What is required. Using the Abbeystead House text below, decide whether each statement agrees with it, answering yes or no and quoting the deciding words of the text: 1. Abbeystead House was built as a shooting lodge for the 4th Earl of Sefton. 2. The house is built of brick with slate roofs. 3. York Lodge stands at the head of the drive leading to the house.

Source passage.

Listed Building – Grade II
- Designated: 24 February 1986
- Reference no.: 1071597

= Abbeystead House =

Abbeystead House is a large country house to the east of the village of Abbeystead, Lancashire, England, some 12 km (7 miles) south-east of Lancaster. It is recorded in the National Heritage List for England as a designated Grade II listed building.

==History==
Abbeystead House was built in 1886 as a shooting lodge for the 4th Earl of Sefton. It was designed by the Chester firm of architects Douglas & Fordham, who added gun and billiard rooms in 1894. The estate holds the record for the biggest grouse bag in a day; when on 12 August 1915, 2,929 birds were shot by eight guns (shooters).

In 1980 the Abbeystead Estate, totalling 18000 acre and including the house, was bought by a trust relating to the family of the Duke of Westminster. Gerald Grosvenor, 6th Duke of Westminster, died suddenly at the house on 9 August 2016.

==Architecture==
The house is built in sandstone rubble with slate roofs in Elizabethan style. Its plan is an L-shape, with south and east ranges partly enclosing a courtyard. The south range forms the main block while the east range is the service wing which incorporates a four-storey castellated tower. To the east of the main house subsidiary buildings form a second courtyard. The south range has two storeys plus attics and is entered by a porch on its north side. The façade of the north (entrance) front is irregular, and consists of five bays, three of which project forward and are surmounted by gables of different sizes with ball finials. The front also includes mullioned and transomed windows, a dormer, and a pair of round-headed arches in ground floor of the right bay. The outer doorway of the porch has a Tudor arch with the Molyneux arms carved above; it is flanked by small single-storey turrets.

The south (garden) front also has five bays, three of which project forward and two of these are canted. The front again contains mullioned and transomed windows and each bay has a gable with a ball finial. Tall brick chimneys rise from the roofs. Internally, the entrance hall has two fireplaces with panelled overmantels; one of the panels carries a carving of the Molyneux arms. At the back of the room is a timber arcade and the staircase has barley-sugar balusters.

Douglas' biographer, Hubbard, describes Abbeystead as the finest of Douglas' Elizabethan houses and one of the finest and largest he ever designed. Hubbard also suggested that Douglas' plan of a house with irregular gables and a tower grouped round a courtyard may have been inspired by nearby Lancashire medieval houses with pele towers, such as Borwick Hall. However, as Hartwell and Pevsner point out, Douglas also designed towers for his houses in Cheshire and Wales, so it may rather have been "rooted in his own style".

==Associated buildings==
At the same time that Abbeystead House was being built, Douglas and Fordham designed two lodges for the estate. Lancaster Lodge stands at the head of the drive leading to the house. This has an L-shaped plan and is "quietly Elizabethan" in style. It is a Grade II listed building. York Lodge stands 0.5 mi to the east on the road to Dunsop Bridge and is also listed Grade II. In 1891–92 the same architects designed stables and an adjoining pair of cottages for the house.

Entries in a dataset
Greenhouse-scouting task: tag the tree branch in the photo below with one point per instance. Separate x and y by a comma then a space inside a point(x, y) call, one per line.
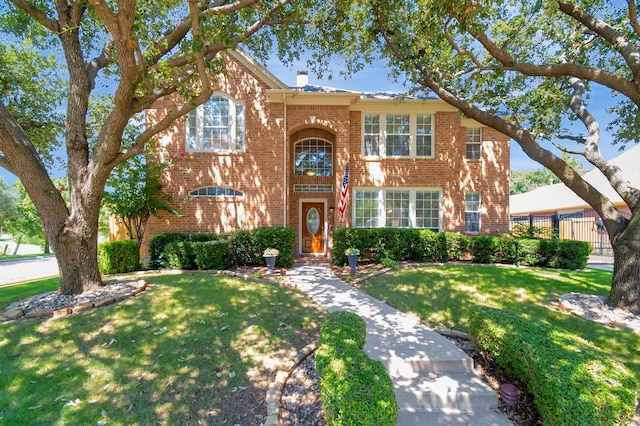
point(592, 151)
point(627, 49)
point(96, 64)
point(606, 78)
point(5, 164)
point(51, 24)
point(633, 16)
point(525, 139)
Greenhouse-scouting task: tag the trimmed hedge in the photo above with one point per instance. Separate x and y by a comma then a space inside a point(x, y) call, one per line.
point(423, 245)
point(185, 251)
point(117, 257)
point(573, 382)
point(354, 389)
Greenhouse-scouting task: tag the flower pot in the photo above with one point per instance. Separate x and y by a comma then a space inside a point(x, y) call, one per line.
point(353, 261)
point(271, 263)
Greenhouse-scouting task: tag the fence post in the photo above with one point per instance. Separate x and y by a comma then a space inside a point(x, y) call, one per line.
point(531, 233)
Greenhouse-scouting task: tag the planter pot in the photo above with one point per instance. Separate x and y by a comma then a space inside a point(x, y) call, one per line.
point(353, 261)
point(271, 263)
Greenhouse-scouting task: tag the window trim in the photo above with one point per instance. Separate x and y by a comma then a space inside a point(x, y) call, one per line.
point(473, 142)
point(381, 136)
point(295, 156)
point(381, 198)
point(467, 211)
point(235, 119)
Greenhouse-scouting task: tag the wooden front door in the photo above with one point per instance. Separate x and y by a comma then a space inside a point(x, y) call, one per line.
point(312, 228)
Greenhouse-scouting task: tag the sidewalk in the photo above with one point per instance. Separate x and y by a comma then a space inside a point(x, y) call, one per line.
point(433, 379)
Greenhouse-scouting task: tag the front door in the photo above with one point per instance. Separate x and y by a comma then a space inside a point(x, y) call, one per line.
point(313, 228)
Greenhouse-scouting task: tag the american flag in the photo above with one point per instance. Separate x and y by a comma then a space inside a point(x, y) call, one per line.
point(342, 205)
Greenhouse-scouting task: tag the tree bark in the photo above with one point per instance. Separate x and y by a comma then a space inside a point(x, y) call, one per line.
point(625, 285)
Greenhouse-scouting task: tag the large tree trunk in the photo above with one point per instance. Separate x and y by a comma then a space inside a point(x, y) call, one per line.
point(625, 286)
point(76, 252)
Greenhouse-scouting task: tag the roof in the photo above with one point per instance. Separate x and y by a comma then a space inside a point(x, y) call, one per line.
point(558, 197)
point(313, 88)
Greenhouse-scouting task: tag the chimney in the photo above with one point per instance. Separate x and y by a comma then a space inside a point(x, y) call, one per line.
point(302, 78)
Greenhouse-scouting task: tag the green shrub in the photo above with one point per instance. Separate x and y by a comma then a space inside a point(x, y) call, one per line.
point(117, 257)
point(354, 389)
point(241, 248)
point(180, 255)
point(565, 254)
point(573, 382)
point(276, 237)
point(527, 252)
point(485, 249)
point(213, 255)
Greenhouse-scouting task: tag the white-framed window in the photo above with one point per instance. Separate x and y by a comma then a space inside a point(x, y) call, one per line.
point(216, 126)
point(397, 135)
point(313, 157)
point(424, 136)
point(474, 143)
point(472, 211)
point(397, 208)
point(216, 191)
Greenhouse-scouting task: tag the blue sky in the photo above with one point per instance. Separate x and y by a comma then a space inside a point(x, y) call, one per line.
point(376, 78)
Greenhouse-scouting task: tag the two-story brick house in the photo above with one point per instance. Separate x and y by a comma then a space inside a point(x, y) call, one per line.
point(260, 153)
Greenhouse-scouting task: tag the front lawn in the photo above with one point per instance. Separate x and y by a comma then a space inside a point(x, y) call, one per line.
point(193, 349)
point(442, 295)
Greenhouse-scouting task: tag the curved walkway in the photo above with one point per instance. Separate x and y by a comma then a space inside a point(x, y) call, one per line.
point(434, 382)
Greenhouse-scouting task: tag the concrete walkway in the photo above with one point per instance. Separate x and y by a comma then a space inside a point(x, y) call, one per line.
point(434, 382)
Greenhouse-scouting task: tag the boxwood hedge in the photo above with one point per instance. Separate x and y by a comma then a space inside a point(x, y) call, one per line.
point(573, 381)
point(354, 389)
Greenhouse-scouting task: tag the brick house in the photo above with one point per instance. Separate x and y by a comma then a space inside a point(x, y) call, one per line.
point(260, 153)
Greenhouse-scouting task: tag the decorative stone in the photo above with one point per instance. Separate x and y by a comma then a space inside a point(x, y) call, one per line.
point(13, 313)
point(509, 394)
point(104, 302)
point(39, 313)
point(83, 307)
point(120, 297)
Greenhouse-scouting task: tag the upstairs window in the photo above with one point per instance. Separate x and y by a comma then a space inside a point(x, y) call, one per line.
point(313, 157)
point(474, 143)
point(397, 208)
point(397, 135)
point(216, 126)
point(215, 191)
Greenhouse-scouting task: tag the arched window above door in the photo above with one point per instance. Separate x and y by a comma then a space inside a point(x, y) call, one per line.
point(313, 157)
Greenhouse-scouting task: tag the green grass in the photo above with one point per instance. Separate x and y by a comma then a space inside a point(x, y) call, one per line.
point(23, 256)
point(442, 296)
point(181, 353)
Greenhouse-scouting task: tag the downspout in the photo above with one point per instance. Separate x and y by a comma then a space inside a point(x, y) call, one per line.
point(284, 137)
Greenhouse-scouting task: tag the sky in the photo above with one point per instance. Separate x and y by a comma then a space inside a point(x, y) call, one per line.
point(376, 78)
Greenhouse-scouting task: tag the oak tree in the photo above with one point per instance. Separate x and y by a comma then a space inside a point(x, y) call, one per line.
point(133, 52)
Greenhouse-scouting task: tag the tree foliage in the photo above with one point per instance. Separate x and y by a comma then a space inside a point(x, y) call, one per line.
point(83, 73)
point(134, 194)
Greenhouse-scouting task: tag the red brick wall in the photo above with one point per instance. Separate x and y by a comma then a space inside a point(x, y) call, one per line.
point(258, 172)
point(448, 170)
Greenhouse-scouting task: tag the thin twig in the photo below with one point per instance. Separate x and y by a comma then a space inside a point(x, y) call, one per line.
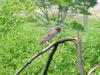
point(79, 56)
point(41, 52)
point(93, 69)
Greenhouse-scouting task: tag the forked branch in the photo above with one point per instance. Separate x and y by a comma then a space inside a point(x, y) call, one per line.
point(54, 44)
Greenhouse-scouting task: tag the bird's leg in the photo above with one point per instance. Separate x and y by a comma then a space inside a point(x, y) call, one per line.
point(47, 42)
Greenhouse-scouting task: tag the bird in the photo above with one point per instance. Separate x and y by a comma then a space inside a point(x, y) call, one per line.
point(51, 33)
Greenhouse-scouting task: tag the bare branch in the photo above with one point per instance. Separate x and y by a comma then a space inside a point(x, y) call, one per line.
point(79, 56)
point(93, 69)
point(41, 52)
point(45, 69)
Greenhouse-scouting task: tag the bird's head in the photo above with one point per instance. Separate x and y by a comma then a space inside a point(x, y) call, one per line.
point(59, 26)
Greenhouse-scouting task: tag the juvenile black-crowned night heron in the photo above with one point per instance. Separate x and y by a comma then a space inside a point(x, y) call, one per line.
point(51, 33)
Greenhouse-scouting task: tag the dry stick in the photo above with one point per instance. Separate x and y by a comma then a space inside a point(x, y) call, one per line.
point(44, 50)
point(41, 52)
point(79, 56)
point(93, 69)
point(32, 58)
point(45, 69)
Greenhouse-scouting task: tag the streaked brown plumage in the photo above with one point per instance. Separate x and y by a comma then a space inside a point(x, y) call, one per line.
point(51, 33)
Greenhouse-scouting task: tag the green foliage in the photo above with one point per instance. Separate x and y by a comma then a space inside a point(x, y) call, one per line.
point(20, 37)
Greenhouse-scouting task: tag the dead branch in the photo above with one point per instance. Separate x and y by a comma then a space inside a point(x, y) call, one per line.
point(79, 56)
point(45, 69)
point(93, 69)
point(73, 39)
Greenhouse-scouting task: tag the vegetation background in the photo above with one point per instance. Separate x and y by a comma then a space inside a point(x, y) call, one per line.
point(20, 34)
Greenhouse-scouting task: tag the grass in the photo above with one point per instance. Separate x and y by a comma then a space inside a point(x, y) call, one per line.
point(22, 42)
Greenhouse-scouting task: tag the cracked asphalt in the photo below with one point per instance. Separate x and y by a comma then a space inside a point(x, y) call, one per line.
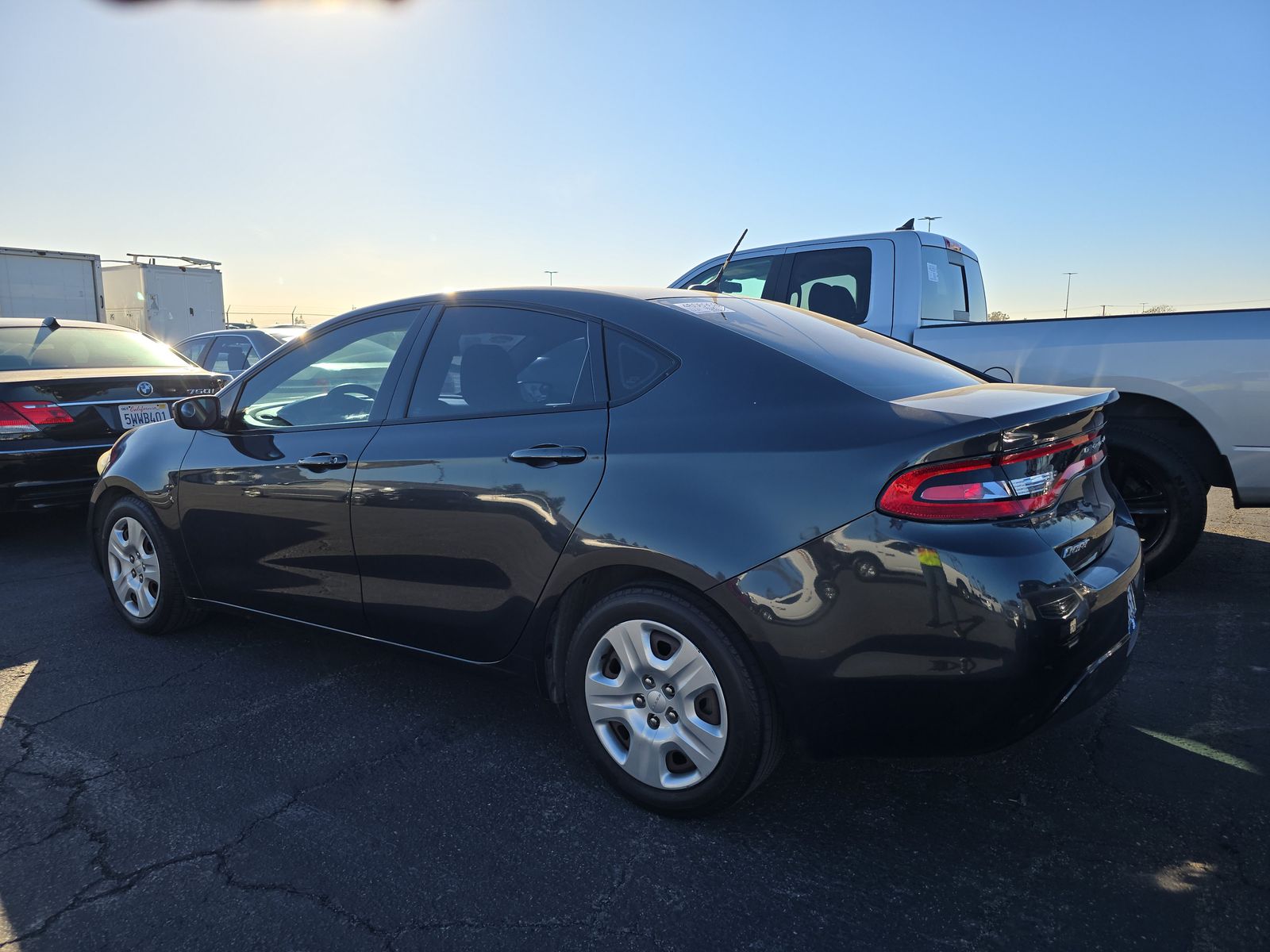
point(252, 785)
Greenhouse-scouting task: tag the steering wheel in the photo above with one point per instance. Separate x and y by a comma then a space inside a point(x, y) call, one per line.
point(353, 389)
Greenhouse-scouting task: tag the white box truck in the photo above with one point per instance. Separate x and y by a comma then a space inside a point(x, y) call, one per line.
point(42, 285)
point(167, 301)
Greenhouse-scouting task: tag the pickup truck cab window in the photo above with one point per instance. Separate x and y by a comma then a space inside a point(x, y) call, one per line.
point(952, 287)
point(746, 277)
point(833, 282)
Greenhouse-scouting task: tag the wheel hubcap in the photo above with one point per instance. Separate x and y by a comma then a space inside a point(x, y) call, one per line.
point(656, 704)
point(133, 566)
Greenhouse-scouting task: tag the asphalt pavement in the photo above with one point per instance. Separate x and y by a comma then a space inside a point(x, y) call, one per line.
point(254, 785)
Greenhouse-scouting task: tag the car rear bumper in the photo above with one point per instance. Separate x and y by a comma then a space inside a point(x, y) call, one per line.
point(35, 478)
point(948, 658)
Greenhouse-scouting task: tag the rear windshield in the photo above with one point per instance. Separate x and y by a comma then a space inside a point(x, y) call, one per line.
point(71, 348)
point(869, 362)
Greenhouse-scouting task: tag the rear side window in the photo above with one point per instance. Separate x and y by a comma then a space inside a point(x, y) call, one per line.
point(493, 361)
point(952, 287)
point(194, 349)
point(634, 367)
point(833, 282)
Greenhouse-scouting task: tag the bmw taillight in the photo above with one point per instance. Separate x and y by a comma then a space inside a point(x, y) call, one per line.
point(1003, 486)
point(29, 416)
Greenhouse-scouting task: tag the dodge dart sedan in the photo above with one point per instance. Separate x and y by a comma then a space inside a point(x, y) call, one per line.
point(657, 505)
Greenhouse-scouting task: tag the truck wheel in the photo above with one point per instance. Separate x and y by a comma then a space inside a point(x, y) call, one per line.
point(1164, 492)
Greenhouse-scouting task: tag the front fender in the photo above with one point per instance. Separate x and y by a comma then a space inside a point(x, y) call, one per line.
point(145, 465)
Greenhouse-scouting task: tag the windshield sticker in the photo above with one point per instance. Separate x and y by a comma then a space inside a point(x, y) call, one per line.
point(702, 308)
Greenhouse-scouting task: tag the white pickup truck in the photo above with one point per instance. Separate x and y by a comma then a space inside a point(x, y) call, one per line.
point(1194, 408)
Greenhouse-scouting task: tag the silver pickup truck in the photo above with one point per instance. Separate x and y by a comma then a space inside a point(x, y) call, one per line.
point(1194, 408)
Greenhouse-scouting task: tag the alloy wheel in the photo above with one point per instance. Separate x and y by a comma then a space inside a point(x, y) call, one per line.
point(656, 704)
point(133, 565)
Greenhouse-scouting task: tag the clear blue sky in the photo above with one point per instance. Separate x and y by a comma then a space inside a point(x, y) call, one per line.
point(341, 154)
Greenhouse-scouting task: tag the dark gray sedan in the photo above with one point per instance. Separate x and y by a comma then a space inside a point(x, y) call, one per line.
point(656, 505)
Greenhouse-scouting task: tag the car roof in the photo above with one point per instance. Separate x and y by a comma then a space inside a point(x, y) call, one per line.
point(579, 298)
point(61, 323)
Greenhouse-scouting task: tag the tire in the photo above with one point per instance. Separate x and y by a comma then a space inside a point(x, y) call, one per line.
point(140, 571)
point(749, 730)
point(1153, 475)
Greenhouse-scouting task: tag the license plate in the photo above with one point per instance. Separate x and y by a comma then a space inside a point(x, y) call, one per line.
point(137, 414)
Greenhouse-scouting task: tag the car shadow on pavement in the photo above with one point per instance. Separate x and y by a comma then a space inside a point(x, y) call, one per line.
point(256, 782)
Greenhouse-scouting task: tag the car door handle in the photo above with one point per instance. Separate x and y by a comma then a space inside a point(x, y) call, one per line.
point(548, 455)
point(323, 461)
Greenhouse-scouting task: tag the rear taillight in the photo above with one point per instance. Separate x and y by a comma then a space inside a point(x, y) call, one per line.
point(29, 416)
point(1000, 486)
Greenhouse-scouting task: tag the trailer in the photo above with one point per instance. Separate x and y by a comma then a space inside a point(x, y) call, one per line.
point(167, 301)
point(38, 285)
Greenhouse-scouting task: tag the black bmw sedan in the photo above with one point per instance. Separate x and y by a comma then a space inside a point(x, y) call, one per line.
point(657, 505)
point(67, 390)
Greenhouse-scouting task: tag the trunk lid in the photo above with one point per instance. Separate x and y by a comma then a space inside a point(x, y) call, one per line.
point(97, 400)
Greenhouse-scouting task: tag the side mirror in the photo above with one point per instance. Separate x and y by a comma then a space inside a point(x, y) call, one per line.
point(201, 413)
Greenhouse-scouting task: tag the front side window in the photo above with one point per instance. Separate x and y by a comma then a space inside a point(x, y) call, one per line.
point(747, 277)
point(491, 361)
point(833, 282)
point(330, 380)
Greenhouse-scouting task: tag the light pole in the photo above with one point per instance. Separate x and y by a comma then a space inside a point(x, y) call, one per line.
point(1068, 291)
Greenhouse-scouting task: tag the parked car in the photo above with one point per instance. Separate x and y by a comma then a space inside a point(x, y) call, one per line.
point(611, 492)
point(67, 390)
point(1193, 386)
point(233, 349)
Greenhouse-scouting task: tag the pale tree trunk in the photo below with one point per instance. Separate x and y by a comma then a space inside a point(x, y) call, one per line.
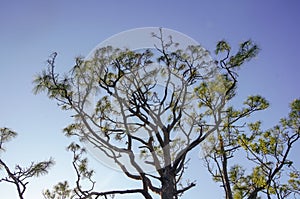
point(168, 180)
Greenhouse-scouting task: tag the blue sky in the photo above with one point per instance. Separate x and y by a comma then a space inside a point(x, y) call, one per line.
point(31, 30)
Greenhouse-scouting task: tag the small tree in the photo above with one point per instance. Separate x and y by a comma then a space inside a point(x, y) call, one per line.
point(149, 115)
point(266, 151)
point(20, 175)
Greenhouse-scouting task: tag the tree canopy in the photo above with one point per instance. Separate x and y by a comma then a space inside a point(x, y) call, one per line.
point(146, 110)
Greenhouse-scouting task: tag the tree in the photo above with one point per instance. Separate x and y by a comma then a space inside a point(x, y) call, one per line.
point(266, 151)
point(150, 115)
point(20, 175)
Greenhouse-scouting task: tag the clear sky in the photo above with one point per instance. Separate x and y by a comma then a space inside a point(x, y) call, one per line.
point(31, 30)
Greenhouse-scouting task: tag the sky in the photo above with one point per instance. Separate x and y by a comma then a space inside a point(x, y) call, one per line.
point(31, 30)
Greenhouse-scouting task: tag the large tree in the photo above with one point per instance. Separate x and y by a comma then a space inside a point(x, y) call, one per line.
point(152, 107)
point(19, 176)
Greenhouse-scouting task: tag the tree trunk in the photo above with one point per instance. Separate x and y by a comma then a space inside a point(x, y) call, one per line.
point(168, 189)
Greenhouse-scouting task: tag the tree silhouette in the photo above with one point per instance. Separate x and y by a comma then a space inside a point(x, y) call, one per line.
point(19, 176)
point(152, 107)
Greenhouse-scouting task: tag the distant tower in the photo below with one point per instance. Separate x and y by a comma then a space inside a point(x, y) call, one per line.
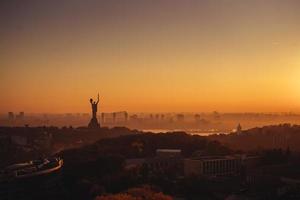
point(239, 129)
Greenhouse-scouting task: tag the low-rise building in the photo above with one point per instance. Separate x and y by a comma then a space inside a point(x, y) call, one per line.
point(229, 165)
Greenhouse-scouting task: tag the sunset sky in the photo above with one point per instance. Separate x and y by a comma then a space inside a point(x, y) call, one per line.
point(150, 55)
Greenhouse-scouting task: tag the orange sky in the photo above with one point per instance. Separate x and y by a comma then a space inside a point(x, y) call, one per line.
point(152, 56)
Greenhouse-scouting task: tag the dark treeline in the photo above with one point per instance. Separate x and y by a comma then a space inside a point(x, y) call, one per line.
point(269, 137)
point(99, 168)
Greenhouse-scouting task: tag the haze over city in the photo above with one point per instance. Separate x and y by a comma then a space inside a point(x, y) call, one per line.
point(150, 56)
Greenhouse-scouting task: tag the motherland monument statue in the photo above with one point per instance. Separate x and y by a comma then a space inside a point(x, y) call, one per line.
point(94, 122)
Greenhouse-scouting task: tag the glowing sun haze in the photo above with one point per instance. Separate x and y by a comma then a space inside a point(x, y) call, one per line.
point(168, 55)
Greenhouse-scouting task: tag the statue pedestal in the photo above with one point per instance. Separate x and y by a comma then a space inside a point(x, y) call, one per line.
point(94, 123)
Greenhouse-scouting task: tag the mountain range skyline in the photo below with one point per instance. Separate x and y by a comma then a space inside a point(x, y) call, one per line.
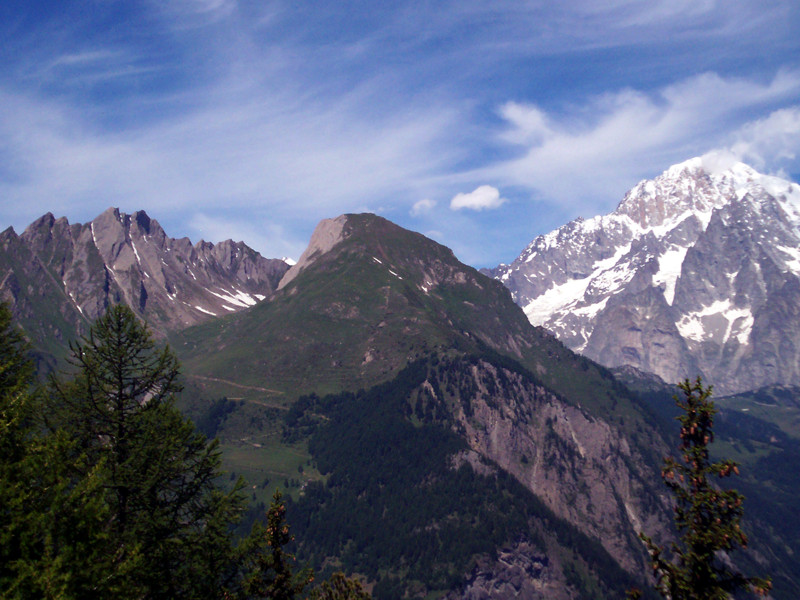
point(463, 121)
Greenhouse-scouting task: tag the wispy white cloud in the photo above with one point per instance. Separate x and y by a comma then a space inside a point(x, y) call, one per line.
point(597, 150)
point(772, 142)
point(484, 197)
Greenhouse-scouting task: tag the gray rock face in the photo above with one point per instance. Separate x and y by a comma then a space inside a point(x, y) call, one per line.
point(79, 269)
point(584, 469)
point(693, 274)
point(520, 571)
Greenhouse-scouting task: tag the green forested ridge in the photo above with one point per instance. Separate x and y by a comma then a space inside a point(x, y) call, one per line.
point(398, 509)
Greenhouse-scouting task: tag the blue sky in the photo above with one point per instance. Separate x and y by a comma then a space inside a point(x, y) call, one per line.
point(480, 124)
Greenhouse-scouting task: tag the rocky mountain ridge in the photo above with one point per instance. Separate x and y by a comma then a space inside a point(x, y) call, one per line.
point(79, 269)
point(695, 272)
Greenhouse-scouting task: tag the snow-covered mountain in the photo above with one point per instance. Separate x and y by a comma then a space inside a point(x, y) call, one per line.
point(58, 277)
point(696, 272)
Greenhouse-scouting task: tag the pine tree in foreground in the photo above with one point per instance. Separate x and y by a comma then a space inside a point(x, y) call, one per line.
point(708, 518)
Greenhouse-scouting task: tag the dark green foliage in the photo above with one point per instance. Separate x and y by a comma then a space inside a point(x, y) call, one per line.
point(707, 518)
point(269, 565)
point(339, 587)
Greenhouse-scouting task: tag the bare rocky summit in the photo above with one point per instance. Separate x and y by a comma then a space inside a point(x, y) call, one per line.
point(696, 272)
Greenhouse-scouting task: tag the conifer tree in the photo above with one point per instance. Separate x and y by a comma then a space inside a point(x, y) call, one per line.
point(270, 566)
point(708, 518)
point(167, 522)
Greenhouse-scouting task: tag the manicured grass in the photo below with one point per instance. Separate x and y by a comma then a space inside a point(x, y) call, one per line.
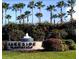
point(39, 55)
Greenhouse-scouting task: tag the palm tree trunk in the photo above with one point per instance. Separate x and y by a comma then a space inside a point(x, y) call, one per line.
point(32, 15)
point(39, 19)
point(8, 21)
point(51, 17)
point(5, 17)
point(20, 14)
point(71, 12)
point(20, 21)
point(23, 21)
point(16, 15)
point(27, 19)
point(61, 16)
point(54, 21)
point(2, 16)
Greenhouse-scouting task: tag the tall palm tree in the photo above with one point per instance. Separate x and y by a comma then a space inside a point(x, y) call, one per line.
point(60, 5)
point(71, 4)
point(5, 7)
point(31, 5)
point(39, 15)
point(54, 16)
point(23, 17)
point(18, 18)
point(50, 8)
point(8, 17)
point(15, 8)
point(21, 6)
point(39, 5)
point(27, 13)
point(60, 15)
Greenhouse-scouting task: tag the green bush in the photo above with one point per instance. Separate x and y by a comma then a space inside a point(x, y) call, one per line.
point(16, 35)
point(54, 45)
point(71, 44)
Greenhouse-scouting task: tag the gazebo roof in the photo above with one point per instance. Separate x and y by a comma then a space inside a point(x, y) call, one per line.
point(27, 38)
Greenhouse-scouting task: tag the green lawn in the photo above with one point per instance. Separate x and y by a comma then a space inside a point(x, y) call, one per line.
point(39, 55)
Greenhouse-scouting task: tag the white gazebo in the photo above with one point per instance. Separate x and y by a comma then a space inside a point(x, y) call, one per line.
point(26, 42)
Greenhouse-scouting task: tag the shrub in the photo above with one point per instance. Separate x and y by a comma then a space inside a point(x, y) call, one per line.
point(15, 35)
point(71, 44)
point(4, 45)
point(54, 45)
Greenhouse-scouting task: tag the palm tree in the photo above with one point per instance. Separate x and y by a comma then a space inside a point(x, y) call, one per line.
point(60, 5)
point(23, 17)
point(27, 13)
point(39, 15)
point(54, 16)
point(21, 6)
point(50, 8)
point(15, 8)
point(18, 18)
point(31, 5)
point(39, 5)
point(8, 17)
point(5, 7)
point(71, 4)
point(60, 15)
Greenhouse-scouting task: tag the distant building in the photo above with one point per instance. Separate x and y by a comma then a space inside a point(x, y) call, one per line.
point(26, 42)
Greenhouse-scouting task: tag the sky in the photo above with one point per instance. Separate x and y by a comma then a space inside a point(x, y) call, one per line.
point(46, 14)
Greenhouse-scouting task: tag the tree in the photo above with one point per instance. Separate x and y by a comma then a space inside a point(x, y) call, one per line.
point(60, 5)
point(15, 8)
point(31, 5)
point(27, 13)
point(39, 5)
point(8, 17)
point(39, 15)
point(71, 4)
point(61, 15)
point(50, 8)
point(5, 7)
point(54, 16)
point(21, 6)
point(19, 18)
point(23, 17)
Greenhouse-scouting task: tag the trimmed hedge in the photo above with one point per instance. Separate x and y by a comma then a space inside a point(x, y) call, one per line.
point(53, 44)
point(71, 44)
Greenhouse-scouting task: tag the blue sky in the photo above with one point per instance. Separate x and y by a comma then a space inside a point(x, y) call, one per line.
point(46, 14)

Response area.
1. Yes: "Abbeystead House was built in 1886 as a shooting lodge for the 4th Earl of Sefton."
2. No: "The house is built in sandstone rubble with slate roofs in Elizabethan style."
3. No: "Lancaster Lodge stands at the head of the drive leading to the house."